> WORK TO BE COMPLETED
Read the data below line by line and copy each one with "Please" in it.

> RECORDS SUPPLIED
——

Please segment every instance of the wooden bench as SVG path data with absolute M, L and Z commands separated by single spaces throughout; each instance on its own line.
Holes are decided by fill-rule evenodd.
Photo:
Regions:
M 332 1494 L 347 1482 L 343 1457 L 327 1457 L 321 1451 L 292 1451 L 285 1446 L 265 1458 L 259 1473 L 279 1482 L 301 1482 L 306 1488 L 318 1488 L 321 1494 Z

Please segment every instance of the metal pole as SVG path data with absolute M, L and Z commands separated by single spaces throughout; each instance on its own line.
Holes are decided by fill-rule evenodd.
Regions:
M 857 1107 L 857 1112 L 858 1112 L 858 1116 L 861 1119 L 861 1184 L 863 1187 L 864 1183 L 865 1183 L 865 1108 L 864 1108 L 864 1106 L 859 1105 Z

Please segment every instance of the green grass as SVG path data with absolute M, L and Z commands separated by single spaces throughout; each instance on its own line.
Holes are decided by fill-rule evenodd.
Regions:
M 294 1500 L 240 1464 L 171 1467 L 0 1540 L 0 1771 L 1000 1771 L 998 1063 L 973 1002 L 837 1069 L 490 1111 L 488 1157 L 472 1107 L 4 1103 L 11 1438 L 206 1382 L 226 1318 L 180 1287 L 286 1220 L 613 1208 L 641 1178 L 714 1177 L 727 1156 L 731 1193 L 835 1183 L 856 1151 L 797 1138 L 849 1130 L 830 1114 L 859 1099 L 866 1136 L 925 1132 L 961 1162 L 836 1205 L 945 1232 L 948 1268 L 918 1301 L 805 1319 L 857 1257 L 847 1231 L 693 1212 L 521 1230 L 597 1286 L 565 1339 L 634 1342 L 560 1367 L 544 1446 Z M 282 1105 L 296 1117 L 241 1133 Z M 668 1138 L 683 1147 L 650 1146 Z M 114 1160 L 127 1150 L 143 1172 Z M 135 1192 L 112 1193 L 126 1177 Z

——

> SOLUTION TO THIS PROBLEM
Please segment every instance of the wooden bench as SVG path data with absolute M, L and Z commands separated by single spaces throughout; each instance on its own line.
Please segment every instance of the metal pole as SVG path data with absolute M, L and Z commands separated by single spaces throughout; each instance on its own line.
Please segment every instance of the green grass as SVG path data with absolute M, L and Z commands separated by single spaces throughout; each instance on its own line.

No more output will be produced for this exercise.